**Texto mostrado:**
Durante las últimas semanas han proliferado las noticias sobre uno de los crímenes más perturbadores de nuestro tiempo: la pedofilia. No se trata de una coincidencia, sino de una señal de alarma. A lo largo de estos días se lleva a cabo en Bruselas el esperado juicio contra Marc Dutroux, acusado de secuestrar, violar y asesinar a media docena de niñas y adolescentes entre 1995 y 1996. Dutroux ya había sido condenado por la violación de seis niñas en 1985, lo cual pone en evidencia una constante del abuso sexual: la incapacidad de la justicia -de nuestra sociedad- para prevenirlo.

**Tarea:** Reproduce literalmente el fragmento del texto mostrado que va desde "Durante las últimas" hasta "sociedad- para prevenirlo.", ambos incluidos.

**Datos proporcionados:**
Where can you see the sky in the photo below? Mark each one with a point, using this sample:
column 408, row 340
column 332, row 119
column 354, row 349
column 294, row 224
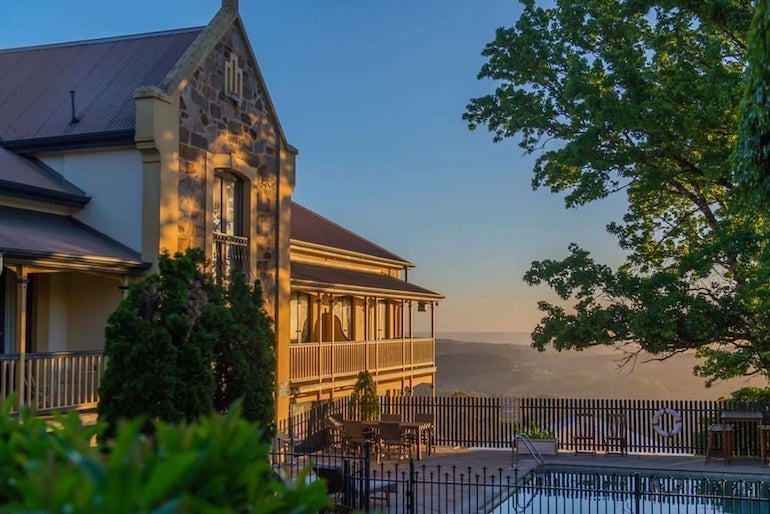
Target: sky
column 372, row 94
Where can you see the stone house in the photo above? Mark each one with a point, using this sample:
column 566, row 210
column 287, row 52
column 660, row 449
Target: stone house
column 114, row 150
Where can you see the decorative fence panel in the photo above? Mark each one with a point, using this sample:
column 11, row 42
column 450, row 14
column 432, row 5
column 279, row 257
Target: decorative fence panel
column 652, row 426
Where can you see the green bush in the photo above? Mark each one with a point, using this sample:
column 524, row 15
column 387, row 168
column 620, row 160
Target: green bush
column 180, row 346
column 364, row 402
column 244, row 364
column 218, row 464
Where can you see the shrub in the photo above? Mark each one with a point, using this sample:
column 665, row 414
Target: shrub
column 180, row 346
column 364, row 403
column 215, row 465
column 245, row 356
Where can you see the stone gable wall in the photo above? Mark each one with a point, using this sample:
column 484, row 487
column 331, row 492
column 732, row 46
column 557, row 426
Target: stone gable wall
column 212, row 122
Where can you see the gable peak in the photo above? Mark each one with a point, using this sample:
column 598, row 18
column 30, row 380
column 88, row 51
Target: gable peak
column 230, row 4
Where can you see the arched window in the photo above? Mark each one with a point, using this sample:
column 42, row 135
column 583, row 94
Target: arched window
column 231, row 246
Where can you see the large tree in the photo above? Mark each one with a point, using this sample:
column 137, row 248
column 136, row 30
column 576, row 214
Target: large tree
column 180, row 346
column 641, row 97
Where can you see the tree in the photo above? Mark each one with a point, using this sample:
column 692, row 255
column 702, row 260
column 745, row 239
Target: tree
column 245, row 355
column 753, row 151
column 364, row 402
column 179, row 346
column 641, row 97
column 159, row 346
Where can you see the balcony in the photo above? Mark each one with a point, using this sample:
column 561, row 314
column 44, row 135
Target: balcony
column 54, row 381
column 230, row 253
column 326, row 362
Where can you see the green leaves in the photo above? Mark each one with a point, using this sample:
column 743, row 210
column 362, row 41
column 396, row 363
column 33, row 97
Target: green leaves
column 216, row 465
column 642, row 97
column 180, row 346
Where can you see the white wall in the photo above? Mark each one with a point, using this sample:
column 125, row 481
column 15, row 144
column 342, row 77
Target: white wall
column 113, row 180
column 73, row 309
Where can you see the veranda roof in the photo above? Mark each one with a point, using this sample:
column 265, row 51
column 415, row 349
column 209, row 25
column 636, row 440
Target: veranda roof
column 311, row 277
column 31, row 237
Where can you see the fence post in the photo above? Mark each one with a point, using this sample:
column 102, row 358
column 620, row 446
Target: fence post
column 367, row 475
column 637, row 493
column 410, row 507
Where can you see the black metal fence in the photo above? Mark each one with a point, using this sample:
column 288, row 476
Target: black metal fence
column 357, row 482
column 652, row 426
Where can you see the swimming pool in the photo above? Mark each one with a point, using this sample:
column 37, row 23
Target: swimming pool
column 561, row 490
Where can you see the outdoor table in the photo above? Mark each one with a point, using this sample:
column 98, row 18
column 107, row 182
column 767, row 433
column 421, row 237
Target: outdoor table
column 744, row 416
column 415, row 428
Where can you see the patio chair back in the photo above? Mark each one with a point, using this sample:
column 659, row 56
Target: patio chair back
column 615, row 437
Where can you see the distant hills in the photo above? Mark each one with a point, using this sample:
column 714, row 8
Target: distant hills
column 505, row 364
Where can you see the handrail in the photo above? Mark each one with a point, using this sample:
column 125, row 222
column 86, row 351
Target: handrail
column 524, row 438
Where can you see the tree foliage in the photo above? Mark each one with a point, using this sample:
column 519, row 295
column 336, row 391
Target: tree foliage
column 364, row 402
column 753, row 151
column 245, row 355
column 641, row 97
column 179, row 347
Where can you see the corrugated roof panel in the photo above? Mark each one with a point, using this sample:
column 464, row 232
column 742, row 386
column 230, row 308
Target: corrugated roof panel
column 19, row 171
column 310, row 227
column 36, row 81
column 33, row 234
column 341, row 278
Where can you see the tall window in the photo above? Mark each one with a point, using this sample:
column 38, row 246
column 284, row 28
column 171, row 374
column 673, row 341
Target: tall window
column 382, row 319
column 300, row 307
column 343, row 313
column 231, row 247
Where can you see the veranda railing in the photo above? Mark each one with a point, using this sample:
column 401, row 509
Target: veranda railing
column 53, row 381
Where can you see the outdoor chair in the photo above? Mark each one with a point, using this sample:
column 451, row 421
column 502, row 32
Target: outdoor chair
column 343, row 492
column 335, row 427
column 353, row 438
column 723, row 435
column 428, row 435
column 615, row 433
column 390, row 439
column 584, row 437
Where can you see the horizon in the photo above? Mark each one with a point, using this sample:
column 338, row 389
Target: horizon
column 373, row 100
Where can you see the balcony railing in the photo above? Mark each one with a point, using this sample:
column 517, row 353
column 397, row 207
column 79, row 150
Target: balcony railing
column 53, row 381
column 230, row 253
column 325, row 361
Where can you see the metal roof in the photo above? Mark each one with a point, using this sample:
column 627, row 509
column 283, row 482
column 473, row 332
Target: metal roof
column 344, row 279
column 35, row 83
column 309, row 227
column 22, row 176
column 32, row 236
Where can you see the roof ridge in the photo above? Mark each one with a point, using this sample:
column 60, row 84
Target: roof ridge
column 109, row 39
column 348, row 231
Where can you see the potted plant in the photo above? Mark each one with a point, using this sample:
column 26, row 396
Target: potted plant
column 543, row 440
column 364, row 402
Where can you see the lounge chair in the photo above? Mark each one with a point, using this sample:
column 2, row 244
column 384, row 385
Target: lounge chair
column 344, row 492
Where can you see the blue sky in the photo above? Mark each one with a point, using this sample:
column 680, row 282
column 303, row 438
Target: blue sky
column 372, row 94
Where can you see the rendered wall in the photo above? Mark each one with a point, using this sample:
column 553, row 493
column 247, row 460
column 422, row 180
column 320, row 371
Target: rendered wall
column 72, row 310
column 113, row 180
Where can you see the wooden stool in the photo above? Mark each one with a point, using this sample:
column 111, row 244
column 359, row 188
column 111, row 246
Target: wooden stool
column 724, row 433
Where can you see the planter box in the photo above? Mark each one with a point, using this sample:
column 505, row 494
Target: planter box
column 542, row 446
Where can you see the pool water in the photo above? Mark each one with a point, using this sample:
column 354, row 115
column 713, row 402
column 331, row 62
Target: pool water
column 608, row 491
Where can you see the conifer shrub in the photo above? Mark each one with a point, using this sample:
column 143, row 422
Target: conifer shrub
column 364, row 402
column 180, row 346
column 245, row 358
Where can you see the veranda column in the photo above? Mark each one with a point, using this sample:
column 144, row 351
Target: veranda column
column 21, row 331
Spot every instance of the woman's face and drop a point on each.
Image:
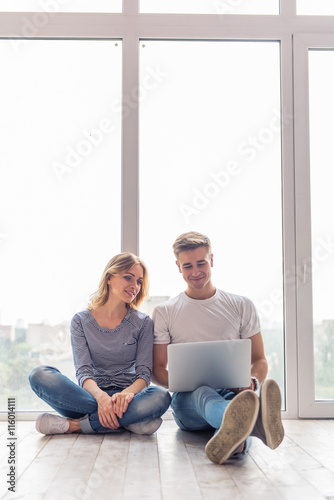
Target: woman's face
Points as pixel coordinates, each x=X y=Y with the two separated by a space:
x=126 y=285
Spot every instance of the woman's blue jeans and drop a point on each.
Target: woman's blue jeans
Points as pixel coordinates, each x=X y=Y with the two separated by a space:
x=71 y=401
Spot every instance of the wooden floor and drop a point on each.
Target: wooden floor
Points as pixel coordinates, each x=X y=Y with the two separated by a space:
x=168 y=465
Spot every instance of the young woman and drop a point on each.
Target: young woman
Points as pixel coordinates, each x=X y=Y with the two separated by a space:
x=112 y=346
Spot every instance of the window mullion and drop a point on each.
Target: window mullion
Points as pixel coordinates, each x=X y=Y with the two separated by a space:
x=130 y=145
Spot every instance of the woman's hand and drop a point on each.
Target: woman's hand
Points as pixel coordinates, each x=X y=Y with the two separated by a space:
x=121 y=401
x=106 y=411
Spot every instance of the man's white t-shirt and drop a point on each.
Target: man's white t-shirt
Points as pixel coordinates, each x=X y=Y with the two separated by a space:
x=223 y=316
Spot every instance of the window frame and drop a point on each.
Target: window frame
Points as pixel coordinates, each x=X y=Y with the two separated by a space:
x=131 y=27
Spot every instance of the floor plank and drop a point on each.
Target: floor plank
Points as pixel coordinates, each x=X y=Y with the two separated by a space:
x=170 y=464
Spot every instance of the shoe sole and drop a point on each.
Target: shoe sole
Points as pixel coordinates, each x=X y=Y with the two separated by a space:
x=271 y=414
x=238 y=421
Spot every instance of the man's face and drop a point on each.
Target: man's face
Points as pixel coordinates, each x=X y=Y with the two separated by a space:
x=195 y=266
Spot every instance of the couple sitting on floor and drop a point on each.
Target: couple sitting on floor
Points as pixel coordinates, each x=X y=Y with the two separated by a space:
x=115 y=345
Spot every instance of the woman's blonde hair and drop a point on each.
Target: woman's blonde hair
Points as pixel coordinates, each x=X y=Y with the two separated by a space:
x=119 y=264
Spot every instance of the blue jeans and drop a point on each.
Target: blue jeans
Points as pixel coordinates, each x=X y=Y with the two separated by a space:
x=202 y=409
x=71 y=401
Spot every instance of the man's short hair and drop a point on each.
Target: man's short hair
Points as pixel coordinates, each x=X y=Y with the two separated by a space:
x=190 y=241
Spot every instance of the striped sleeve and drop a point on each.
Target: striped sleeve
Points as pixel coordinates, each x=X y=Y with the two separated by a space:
x=81 y=355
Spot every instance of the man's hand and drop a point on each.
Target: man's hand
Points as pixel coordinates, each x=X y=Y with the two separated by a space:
x=121 y=401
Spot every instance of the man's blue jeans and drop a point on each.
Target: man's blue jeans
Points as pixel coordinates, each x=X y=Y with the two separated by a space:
x=202 y=409
x=71 y=401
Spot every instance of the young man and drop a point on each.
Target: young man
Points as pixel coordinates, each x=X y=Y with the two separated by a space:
x=204 y=313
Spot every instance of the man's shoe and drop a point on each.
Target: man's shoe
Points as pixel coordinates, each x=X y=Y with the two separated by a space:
x=269 y=427
x=238 y=421
x=148 y=426
x=47 y=423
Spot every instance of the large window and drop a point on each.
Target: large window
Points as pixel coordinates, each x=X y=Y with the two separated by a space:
x=318 y=8
x=55 y=6
x=60 y=196
x=125 y=123
x=210 y=160
x=321 y=84
x=210 y=6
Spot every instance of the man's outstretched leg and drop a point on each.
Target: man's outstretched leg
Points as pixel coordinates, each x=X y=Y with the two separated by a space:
x=269 y=427
x=238 y=422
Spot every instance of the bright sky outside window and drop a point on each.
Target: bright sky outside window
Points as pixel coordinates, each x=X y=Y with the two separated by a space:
x=210 y=161
x=210 y=6
x=315 y=8
x=321 y=83
x=54 y=6
x=60 y=206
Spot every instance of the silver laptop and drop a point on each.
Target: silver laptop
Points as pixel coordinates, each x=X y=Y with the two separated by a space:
x=218 y=364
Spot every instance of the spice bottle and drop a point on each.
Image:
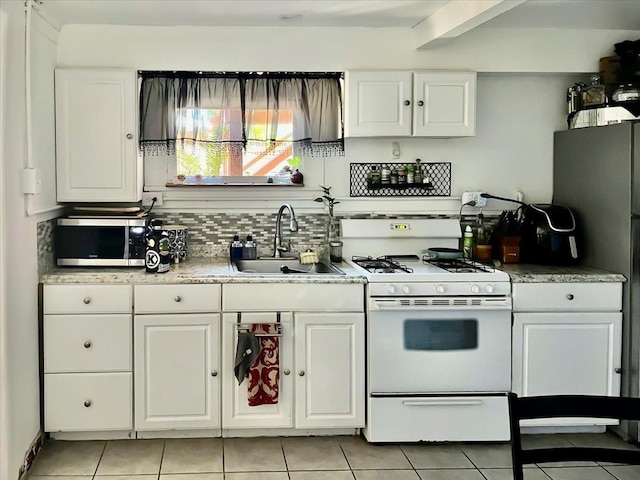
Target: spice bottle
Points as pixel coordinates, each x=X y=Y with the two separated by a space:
x=235 y=249
x=402 y=175
x=374 y=177
x=249 y=250
x=467 y=242
x=417 y=174
x=385 y=175
x=394 y=176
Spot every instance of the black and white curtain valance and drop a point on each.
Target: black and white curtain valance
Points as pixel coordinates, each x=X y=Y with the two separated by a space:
x=252 y=110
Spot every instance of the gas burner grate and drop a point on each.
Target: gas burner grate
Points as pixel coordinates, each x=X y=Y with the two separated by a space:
x=384 y=264
x=457 y=266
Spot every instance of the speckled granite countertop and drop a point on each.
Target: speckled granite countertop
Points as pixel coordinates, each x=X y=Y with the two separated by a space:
x=529 y=273
x=193 y=270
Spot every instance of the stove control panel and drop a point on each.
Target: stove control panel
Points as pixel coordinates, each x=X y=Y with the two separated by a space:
x=407 y=289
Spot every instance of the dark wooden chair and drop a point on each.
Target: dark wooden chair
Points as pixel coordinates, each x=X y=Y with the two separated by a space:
x=554 y=406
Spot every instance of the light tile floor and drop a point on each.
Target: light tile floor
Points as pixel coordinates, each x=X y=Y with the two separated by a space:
x=311 y=458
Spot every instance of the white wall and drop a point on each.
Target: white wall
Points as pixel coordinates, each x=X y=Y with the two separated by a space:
x=20 y=392
x=518 y=109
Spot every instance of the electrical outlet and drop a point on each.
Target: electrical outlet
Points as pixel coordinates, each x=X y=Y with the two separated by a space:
x=147 y=199
x=474 y=197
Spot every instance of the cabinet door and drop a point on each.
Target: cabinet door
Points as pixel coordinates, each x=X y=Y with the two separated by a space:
x=176 y=361
x=567 y=353
x=444 y=104
x=96 y=140
x=329 y=362
x=236 y=412
x=378 y=104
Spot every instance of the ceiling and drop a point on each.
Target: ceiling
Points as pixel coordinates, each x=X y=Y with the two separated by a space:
x=580 y=14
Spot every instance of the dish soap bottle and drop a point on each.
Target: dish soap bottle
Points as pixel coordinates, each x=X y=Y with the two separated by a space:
x=467 y=243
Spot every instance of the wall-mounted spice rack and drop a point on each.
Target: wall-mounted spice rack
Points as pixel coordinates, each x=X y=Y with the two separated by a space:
x=439 y=175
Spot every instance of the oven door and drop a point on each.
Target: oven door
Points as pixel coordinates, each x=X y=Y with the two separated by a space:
x=438 y=350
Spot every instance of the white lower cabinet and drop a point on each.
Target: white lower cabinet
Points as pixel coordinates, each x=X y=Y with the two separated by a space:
x=176 y=371
x=329 y=362
x=567 y=339
x=176 y=357
x=87 y=358
x=320 y=386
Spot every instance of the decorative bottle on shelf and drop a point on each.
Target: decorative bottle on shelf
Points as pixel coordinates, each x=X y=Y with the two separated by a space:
x=235 y=249
x=417 y=173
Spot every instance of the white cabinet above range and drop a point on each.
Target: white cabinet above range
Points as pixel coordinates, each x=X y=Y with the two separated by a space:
x=404 y=103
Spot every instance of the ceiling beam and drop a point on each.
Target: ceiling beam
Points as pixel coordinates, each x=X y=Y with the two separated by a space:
x=456 y=18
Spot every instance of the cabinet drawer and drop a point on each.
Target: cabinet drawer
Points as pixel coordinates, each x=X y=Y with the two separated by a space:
x=414 y=419
x=178 y=298
x=87 y=343
x=87 y=401
x=299 y=297
x=87 y=299
x=567 y=296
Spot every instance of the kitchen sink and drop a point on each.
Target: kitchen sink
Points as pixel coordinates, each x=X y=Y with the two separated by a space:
x=284 y=266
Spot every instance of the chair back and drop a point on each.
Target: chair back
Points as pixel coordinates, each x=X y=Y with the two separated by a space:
x=555 y=406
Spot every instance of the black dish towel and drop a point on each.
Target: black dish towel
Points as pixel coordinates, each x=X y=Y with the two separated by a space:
x=247 y=351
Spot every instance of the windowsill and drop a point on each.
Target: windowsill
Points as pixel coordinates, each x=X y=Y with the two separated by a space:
x=234 y=184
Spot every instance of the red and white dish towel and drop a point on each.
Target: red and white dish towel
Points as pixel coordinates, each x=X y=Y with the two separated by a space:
x=264 y=373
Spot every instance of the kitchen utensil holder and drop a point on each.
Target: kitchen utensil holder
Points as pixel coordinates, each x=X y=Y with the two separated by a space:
x=439 y=173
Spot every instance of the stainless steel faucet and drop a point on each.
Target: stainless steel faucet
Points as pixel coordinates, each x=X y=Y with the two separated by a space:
x=278 y=247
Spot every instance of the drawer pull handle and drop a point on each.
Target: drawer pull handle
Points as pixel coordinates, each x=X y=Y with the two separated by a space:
x=439 y=403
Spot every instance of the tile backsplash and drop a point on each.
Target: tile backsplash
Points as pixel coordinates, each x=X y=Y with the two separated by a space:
x=209 y=234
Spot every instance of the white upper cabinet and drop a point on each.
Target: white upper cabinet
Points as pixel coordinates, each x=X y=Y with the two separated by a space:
x=401 y=103
x=97 y=156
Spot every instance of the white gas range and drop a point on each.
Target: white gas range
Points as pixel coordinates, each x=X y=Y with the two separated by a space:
x=438 y=334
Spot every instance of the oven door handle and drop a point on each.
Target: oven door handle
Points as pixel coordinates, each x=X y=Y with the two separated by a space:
x=439 y=402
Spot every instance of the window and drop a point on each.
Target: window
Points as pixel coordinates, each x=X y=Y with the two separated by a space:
x=240 y=125
x=210 y=159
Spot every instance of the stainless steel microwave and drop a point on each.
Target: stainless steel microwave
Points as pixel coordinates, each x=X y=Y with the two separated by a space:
x=100 y=242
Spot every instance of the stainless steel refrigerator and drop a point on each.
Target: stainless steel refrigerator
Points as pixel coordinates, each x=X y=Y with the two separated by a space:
x=596 y=173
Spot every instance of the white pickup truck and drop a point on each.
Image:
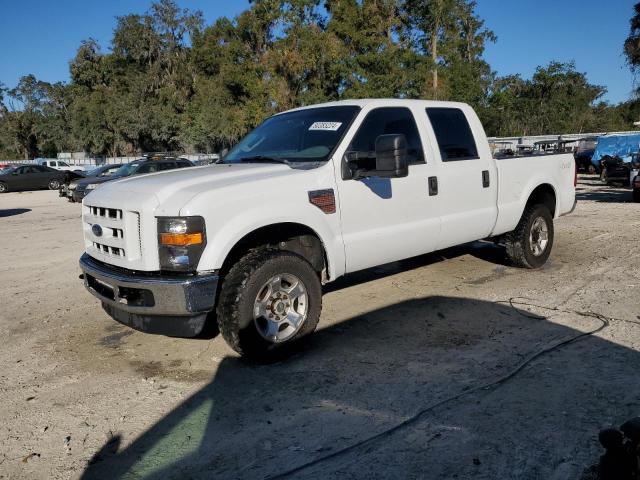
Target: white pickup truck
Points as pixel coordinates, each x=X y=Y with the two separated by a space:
x=60 y=165
x=308 y=196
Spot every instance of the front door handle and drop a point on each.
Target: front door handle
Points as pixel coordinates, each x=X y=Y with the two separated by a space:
x=433 y=186
x=486 y=181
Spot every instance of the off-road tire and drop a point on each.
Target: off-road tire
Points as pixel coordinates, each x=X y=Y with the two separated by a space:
x=518 y=243
x=239 y=290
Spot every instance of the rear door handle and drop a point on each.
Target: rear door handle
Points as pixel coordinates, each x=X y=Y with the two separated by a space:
x=486 y=181
x=433 y=186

**Resultado:**
Durante las últimas semanas han proliferado las noticias sobre uno de los crímenes más perturbadores de nuestro tiempo: la pedofilia. No se trata de una coincidencia, sino de una señal de alarma. A lo largo de estos días se lleva a cabo en Bruselas el esperado juicio contra Marc Dutroux, acusado de secuestrar, violar y asesinar a media docena de niñas y adolescentes entre 1995 y 1996. Dutroux ya había sido condenado por la violación de seis niñas en 1985, lo cual pone en evidencia una constante del abuso sexual: la incapacidad de la justicia -de nuestra sociedad- para prevenirlo.